THE TASK: Set down exactly, and only, the lines from the one with "Class, indicate each instance of the woman in" to the final line of the entries, both included.

※ ※ ※

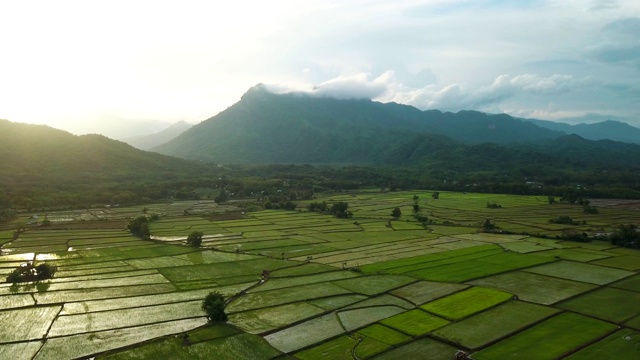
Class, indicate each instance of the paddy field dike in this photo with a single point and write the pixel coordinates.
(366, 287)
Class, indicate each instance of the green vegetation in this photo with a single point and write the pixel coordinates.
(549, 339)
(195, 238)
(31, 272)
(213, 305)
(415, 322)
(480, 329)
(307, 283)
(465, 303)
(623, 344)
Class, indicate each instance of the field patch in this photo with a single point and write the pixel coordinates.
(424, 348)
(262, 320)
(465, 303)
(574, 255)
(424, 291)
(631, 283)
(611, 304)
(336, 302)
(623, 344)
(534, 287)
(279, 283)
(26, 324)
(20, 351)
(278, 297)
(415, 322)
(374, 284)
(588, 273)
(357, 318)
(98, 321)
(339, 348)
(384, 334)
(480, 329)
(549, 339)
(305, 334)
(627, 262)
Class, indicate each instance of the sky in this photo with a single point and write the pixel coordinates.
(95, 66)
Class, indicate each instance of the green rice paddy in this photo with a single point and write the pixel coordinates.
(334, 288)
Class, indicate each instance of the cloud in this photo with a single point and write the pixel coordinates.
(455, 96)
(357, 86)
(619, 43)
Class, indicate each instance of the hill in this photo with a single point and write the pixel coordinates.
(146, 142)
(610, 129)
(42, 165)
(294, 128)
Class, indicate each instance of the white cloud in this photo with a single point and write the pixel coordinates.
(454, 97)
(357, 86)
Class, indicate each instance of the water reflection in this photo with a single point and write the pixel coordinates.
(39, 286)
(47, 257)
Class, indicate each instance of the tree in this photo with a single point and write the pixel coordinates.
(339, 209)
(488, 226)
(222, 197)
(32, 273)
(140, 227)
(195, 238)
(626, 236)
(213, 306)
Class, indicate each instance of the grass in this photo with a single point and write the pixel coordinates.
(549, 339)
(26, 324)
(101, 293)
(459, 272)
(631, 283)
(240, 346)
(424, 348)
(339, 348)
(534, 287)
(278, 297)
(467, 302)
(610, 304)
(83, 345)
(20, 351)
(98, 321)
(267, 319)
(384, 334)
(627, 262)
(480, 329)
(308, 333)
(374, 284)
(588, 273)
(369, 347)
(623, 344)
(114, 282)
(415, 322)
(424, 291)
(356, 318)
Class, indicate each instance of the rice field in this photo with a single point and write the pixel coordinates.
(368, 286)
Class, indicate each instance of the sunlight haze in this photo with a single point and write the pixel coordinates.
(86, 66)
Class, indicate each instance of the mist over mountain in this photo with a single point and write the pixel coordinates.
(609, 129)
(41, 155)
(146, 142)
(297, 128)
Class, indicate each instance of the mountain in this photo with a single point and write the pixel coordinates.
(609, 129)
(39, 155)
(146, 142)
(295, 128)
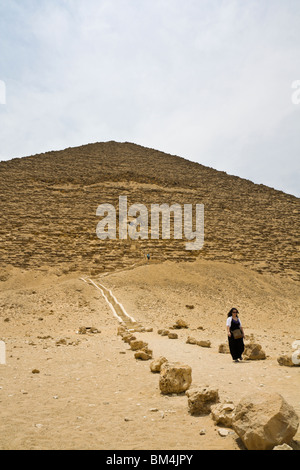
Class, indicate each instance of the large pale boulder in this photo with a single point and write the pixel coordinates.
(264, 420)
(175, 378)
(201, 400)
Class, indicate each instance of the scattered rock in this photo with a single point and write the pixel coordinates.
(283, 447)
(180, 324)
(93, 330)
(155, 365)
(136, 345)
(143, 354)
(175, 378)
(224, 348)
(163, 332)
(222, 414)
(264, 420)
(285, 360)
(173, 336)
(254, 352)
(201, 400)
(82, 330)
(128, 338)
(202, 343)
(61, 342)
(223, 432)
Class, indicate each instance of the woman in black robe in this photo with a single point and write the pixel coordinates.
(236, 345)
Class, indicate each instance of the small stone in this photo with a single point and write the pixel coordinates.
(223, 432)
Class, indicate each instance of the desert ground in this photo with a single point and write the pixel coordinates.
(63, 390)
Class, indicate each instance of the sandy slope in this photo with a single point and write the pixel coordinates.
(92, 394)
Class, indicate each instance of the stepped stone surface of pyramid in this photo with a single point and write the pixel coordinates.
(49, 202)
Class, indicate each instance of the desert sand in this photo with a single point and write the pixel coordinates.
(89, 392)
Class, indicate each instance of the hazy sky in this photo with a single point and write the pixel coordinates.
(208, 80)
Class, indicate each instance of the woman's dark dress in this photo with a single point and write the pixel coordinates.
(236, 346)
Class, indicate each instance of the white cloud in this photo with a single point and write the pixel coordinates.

※ ※ ※

FINISHED EXERCISE:
Class, indicate each instance of the woman in black robe in this photo with a single point and write the pixel coordinates.
(236, 345)
Class, indicate each instance of the small stone in this photo with a single point and write the pixel coordinates.
(223, 432)
Class, indicate each instance of the desert ground in this photo with a single point and write the pixel coordinates.
(63, 390)
Class, indicate each instance of the sandy slope in this photo with a single point and write the pixel coordinates.
(92, 394)
Class, indicate each instance of the stepped stone surface of pyramid in this photo with a single point and write the pixel coordinates.
(49, 202)
Class, indicate each instance of the desert sand in this photo with a single point and write the pixel coordinates.
(89, 392)
Class, indicate each instance of the hazy sky in this photo with a single point and write the pixel coordinates.
(208, 80)
Class, indicate each instance of the woman's dark dress in this photo with a single point and write the pixel coordinates.
(236, 346)
Class, indicate each instance of the white cloud in this photo with a single point and write the pixel coordinates.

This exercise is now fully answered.